## Passage shown
At the Los Angeles Auto Show, Toyota has announced it will build the world's first megawatt-scale carbonate fuel cell power generation plant with a hydrogen fueling station in California. This 'Tri-Gen" facility will use locally-sourced agricultural bio-waste to generate huge amounts of power, lots of hydrogen, and clean water. Yes, that probably means cow poop.

The plant is scheduled to go online in 2020 and will generate approximately 2.5 megawatts of electricity, which is equivalent to the amount used by 2,350 average homes in the region. The electricity will be used to power Toyota Logistic Services' (TLS) operations at the Long Beach Port, making it the first Toyota facility in North America source all its power from renewable sources.

Additionally, the plant will and produce 1.2 tons of hydrogen every day, which is enough to power about 1,500 vehicles on an average daily drive. The hydrogen generated on-site will be used in all Toyota fuel cell vehicles at the port, from Toyota Mirai fuel cell cars being delivered through the site, to the Toyota Project Portal heavy-duty hydrogen fuel cell Class 8 truck. Currently, a large on-site hydrogen storage tank fills those needs and is refilled with hydrogen produced elsewhere and shipped in by Air Liquide.

"Tri-Gen is a major step forward for sustainable mobility and a key accomplishment of our 2050 Environmental Challenge to achieve net zero CO2 emissions from our operations," says Doug Murtha, group VP of Strategic Planning at Toyota.

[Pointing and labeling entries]
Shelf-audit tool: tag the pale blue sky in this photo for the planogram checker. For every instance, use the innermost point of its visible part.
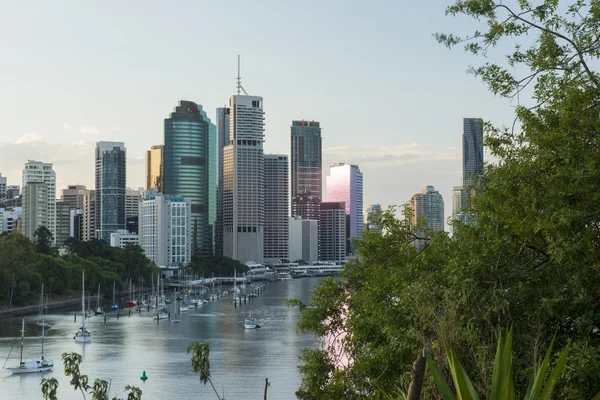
(387, 95)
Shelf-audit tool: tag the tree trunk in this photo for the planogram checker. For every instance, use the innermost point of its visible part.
(416, 381)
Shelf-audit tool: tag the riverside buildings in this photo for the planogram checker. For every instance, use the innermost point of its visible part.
(243, 180)
(276, 189)
(165, 229)
(39, 198)
(306, 168)
(345, 184)
(189, 170)
(110, 179)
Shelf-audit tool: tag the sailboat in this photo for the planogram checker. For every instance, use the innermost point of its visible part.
(99, 310)
(41, 323)
(115, 306)
(82, 335)
(250, 321)
(27, 367)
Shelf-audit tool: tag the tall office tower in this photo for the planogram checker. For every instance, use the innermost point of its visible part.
(63, 222)
(39, 172)
(35, 209)
(345, 183)
(223, 125)
(332, 232)
(276, 181)
(88, 217)
(154, 160)
(73, 195)
(304, 239)
(472, 151)
(13, 191)
(243, 175)
(306, 168)
(427, 206)
(3, 188)
(373, 215)
(132, 202)
(111, 168)
(165, 230)
(189, 169)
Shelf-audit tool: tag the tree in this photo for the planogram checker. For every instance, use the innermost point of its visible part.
(42, 238)
(531, 259)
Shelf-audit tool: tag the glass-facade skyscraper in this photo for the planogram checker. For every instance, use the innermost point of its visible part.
(189, 169)
(111, 168)
(306, 169)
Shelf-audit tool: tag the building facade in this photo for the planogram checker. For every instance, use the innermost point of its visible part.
(332, 231)
(306, 168)
(223, 140)
(154, 161)
(189, 169)
(111, 172)
(345, 184)
(304, 240)
(165, 230)
(276, 188)
(39, 173)
(243, 181)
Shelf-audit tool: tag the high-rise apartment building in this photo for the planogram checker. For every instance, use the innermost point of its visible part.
(345, 184)
(243, 186)
(332, 231)
(39, 172)
(472, 151)
(189, 169)
(165, 229)
(3, 188)
(223, 139)
(73, 196)
(306, 168)
(111, 168)
(304, 239)
(154, 161)
(276, 187)
(427, 206)
(63, 222)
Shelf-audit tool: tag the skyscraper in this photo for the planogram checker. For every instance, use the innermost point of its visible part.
(154, 160)
(277, 191)
(243, 186)
(189, 169)
(223, 138)
(111, 168)
(345, 184)
(39, 172)
(332, 232)
(472, 151)
(306, 168)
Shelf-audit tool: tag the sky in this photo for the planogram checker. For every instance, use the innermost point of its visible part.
(388, 96)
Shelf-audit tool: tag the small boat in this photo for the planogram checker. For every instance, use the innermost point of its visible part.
(27, 367)
(82, 335)
(250, 321)
(41, 323)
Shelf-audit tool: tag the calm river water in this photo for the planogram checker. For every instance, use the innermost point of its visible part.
(122, 349)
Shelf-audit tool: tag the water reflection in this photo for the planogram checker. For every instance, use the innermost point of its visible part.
(122, 349)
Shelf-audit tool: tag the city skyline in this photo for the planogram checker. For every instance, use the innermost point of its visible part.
(126, 101)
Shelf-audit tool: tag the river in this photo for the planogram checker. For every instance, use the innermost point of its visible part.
(123, 348)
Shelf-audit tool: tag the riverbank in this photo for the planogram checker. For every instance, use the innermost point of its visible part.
(53, 307)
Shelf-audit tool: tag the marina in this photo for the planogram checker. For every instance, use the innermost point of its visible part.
(130, 343)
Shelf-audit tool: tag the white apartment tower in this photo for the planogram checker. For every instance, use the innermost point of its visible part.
(165, 230)
(243, 180)
(277, 188)
(37, 172)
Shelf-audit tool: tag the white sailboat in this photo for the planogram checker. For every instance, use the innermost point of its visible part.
(83, 335)
(27, 367)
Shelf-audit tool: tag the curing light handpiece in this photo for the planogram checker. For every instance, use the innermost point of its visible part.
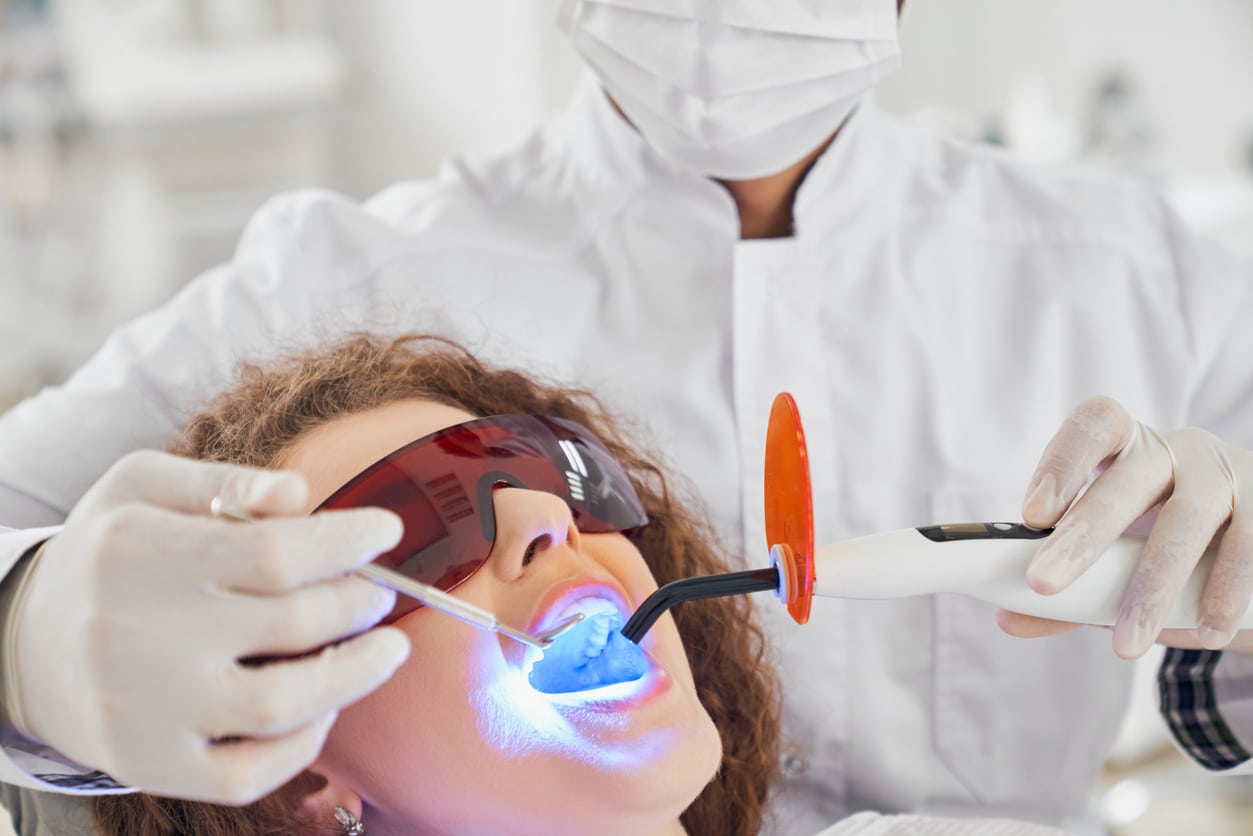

## Problems
(A) Output the part of the Tri-Gen article between "At the Los Angeles" and "means cow poop.", inclusive, copied word for word.
(B) Answer these questions using the Tri-Gen article:
(i) About how many megawatts of electricity will the plant generate?
(ii) How much hydrogen will the plant produce every day?
(iii) Which company currently ships in the hydrogen used to refill the on-site storage tank?
(C) For each statement, say whether it agrees with the Tri-Gen article, and quote the words that decide it:
(i) The plant will use locally sourced agricultural bio-waste.
(ii) The plant is scheduled to go online in 2025.
(iii) The plant's electricity will power Toyota Logistic Services' operations at the Long Beach Port.

## Answers below
(A)
At the Los Angeles Auto Show, Toyota has announced it will build the world's first megawatt-scale carbonate fuel cell power generation plant with a hydrogen fueling station in California. This 'Tri-Gen" facility will use locally-sourced agricultural bio-waste to generate huge amounts of power, lots of hydrogen, and clean water. Yes, that probably means cow poop.

(B)
(i) Approximately 2.5 megawatts.
(ii) 1.2 tons.
(iii) Air Liquide.

(C)
(i) Yes: "will use locally-sourced agricultural bio-waste to generate huge amounts of power"
(ii) No: "The plant is scheduled to go online in 2020"
(iii) Yes: "The electricity will be used to power Toyota Logistic Services' (TLS) operations at the Long Beach Port"